Goals
**a.** According to the tutorial excerpt, what does userAgent.response represent when there is a sequence of redirected requests and responses?
**b.** Retype the tutorial excerpt from "In some cases, a" up to and including "href value (below)".

Source extract
_ _ _ _ _ _ _
If the connection fails or an HTTP error occurs, the UserAgent.visit(String) method will throw a ResponseException. The ResponseException also contains a reference to the response, however in this case it's possble that the response is null (indicating that no response was received due to a connection error). Since the response object could be null, that possility is checked on line 8 before invoking any of its methods for the printing steps. A simpler alternative would be to simply print the ResponseException e, which would show the same (and more) information (see next Example).

In some cases, a webserver response will redirect the UserAgent to visit another url. In the case of a sequence of redirected requests and responses, userAgent.response represents the most recent response in the chain.

Example 7: Handling HTTP errors, connection errors, and search Exceptions.
try{
  UserAgent userAgent = new UserAgent();  //find the first anchor having href, get href value (below)
  String firstAnchorUrl = userAgent.visit("http://amazon.com").findFirst("<a href>").getAt("href");
  userAgent.visit(firstAnchorUrl);                              //visit url
  System.out.println("location:" + userAgent.getLocation());    //print the current location (url).
}
catch(SearchException e){        //if an element or attribute isn't found, catch the exception.
  System.err.println(e);         //printing exception shows details regarding origin of error
}
catch(ResponseException e){      //in case of HTTP/Connection error, catch ResponseExeption
  System.err.println(e);         //printing exception shows HTTP error information or connection error
}

This example illustrates visiting a series of urls and handling the various types of errors that can occur. On line 3, the UserAgent visits http://amazon.com, searches for the first anchor that has an href attribute, and then returns the href value. Note that these steps can be chained together because the visit(String) method returns the Document. When working with hyperlinks, it can also be useful to take advantage of Document's convenience methods, such as getHyperlink(String) and findAttributeValues(String query) (not shown).

On line 7, any search-related errors are caught, which in this case would be a possible NotFound Exception, which is a subclass of SearchException.

On line 10, any HTTP and connection-related errors are caught. The ResponseException itself is printed here, which automatically shows information regaring the HttpResponse (or lack thereof) that caused the problem.

Example 8: Searching using findEach, iterating through search results.
try{
  UserAgent userAgent = new UserAgent();
  userAgent.visit("http://amazon.com");    

  Elements tables = userAgent.doc.findEach("<table>");       //find non-nested tables    
  System.out.println("Found " + tables.size() + " tables:");
  for(Element table : tables){                               //iterate through search results
    System.out.println(table.outerHTML() + "\n----\n");      //print each element and its contents
  }     
}
catch(ResponseException e){
  System.out.println(e);
}
This example demonstrates the findEach(tagQuery) method.
_ _ _ _ _ _ _
Available data
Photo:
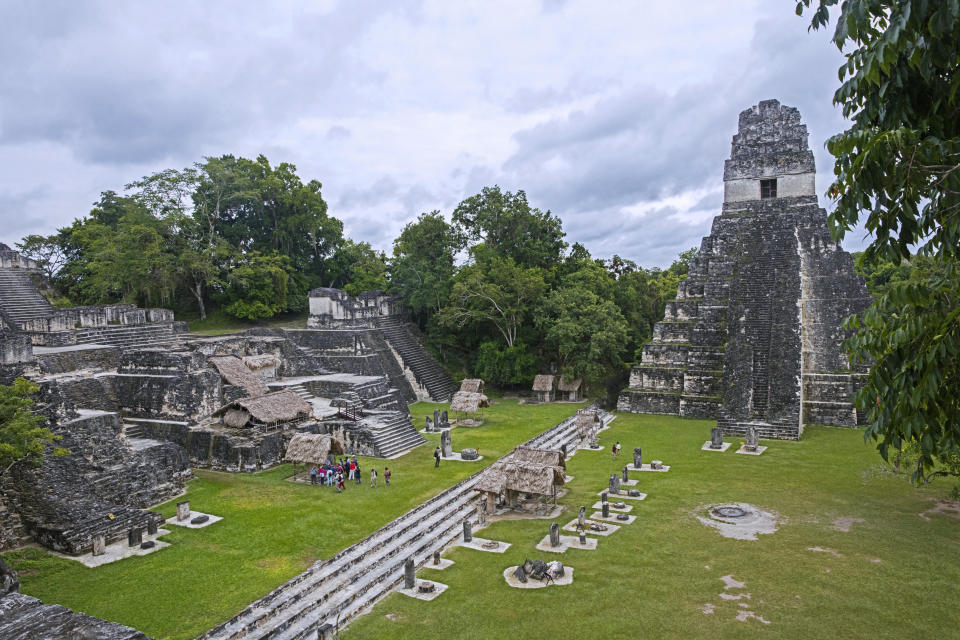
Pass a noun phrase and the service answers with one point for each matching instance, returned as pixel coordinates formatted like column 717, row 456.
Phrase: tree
_ _ _ _ _ _ _
Task responses
**a.** It represents the most recent response in the chain.

**b.**
In some cases, a webserver response will redirect the UserAgent to visit another url. In the case of a sequence of redirected requests and responses, userAgent.response represents the most recent response in the chain.

Example 7: Handling HTTP errors, connection errors, and search Exceptions.
try{
  UserAgent userAgent = new UserAgent();  //find the first anchor having href, get href value (below)